» Task statement: Return every record exactly as written.

» Material shown:
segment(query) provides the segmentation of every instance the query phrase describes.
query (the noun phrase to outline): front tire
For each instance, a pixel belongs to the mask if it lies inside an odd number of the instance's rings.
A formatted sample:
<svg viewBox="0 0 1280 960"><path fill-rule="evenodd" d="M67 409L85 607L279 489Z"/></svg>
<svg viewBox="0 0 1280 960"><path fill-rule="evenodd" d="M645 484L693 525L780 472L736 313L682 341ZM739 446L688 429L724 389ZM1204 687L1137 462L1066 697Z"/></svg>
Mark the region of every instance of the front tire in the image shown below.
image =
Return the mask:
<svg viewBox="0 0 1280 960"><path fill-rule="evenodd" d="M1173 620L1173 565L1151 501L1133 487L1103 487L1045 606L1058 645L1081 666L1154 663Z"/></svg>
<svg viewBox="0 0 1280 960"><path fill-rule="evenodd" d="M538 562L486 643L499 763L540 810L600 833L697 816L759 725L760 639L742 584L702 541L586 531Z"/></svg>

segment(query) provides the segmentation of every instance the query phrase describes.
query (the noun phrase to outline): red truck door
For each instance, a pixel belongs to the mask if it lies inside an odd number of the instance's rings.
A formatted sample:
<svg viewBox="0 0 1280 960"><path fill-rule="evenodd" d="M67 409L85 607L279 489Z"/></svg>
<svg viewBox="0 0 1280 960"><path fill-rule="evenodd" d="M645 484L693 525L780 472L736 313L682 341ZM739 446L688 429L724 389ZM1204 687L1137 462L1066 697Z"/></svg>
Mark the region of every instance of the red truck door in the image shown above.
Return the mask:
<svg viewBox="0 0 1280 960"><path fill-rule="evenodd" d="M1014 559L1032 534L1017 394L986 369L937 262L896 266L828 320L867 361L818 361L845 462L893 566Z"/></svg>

» Worked solution:
segment(query) provides the segmentation of every instance the query phrase describes.
query (the noun phrase to outline): front tire
For each instance, a pixel belongs to the mask if it lies inside an odd number of the instance's rings.
A formatted sample:
<svg viewBox="0 0 1280 960"><path fill-rule="evenodd" d="M67 409L85 607L279 489Z"/></svg>
<svg viewBox="0 0 1280 960"><path fill-rule="evenodd" d="M645 484L693 525L780 472L736 313L682 341ZM739 446L688 429L724 389ZM1204 687L1137 462L1066 697Z"/></svg>
Mark the region of every instance of the front tire in the image shown below.
image =
Return the mask:
<svg viewBox="0 0 1280 960"><path fill-rule="evenodd" d="M1173 620L1173 565L1151 501L1133 487L1103 487L1045 606L1058 645L1081 666L1154 663Z"/></svg>
<svg viewBox="0 0 1280 960"><path fill-rule="evenodd" d="M538 562L486 643L499 763L540 810L600 833L697 816L759 725L760 639L742 584L702 541L586 531Z"/></svg>

segment(query) provides the segmentation of every instance the query phrase describes.
query (the noun phrase to outline): red truck door
For each instance, a pixel belongs to the mask if it lies inside an odd number of the instance's rings.
A formatted sample:
<svg viewBox="0 0 1280 960"><path fill-rule="evenodd" d="M67 409L85 607L279 489Z"/></svg>
<svg viewBox="0 0 1280 960"><path fill-rule="evenodd" d="M645 484L693 525L780 472L736 313L682 341ZM739 446L688 429L724 389ZM1204 687L1137 462L1066 697Z"/></svg>
Mark the region of every instance of the red truck door in the image shown above.
Return the mask:
<svg viewBox="0 0 1280 960"><path fill-rule="evenodd" d="M1014 559L1032 534L1017 394L986 369L937 262L896 266L828 320L867 361L818 361L845 462L893 566Z"/></svg>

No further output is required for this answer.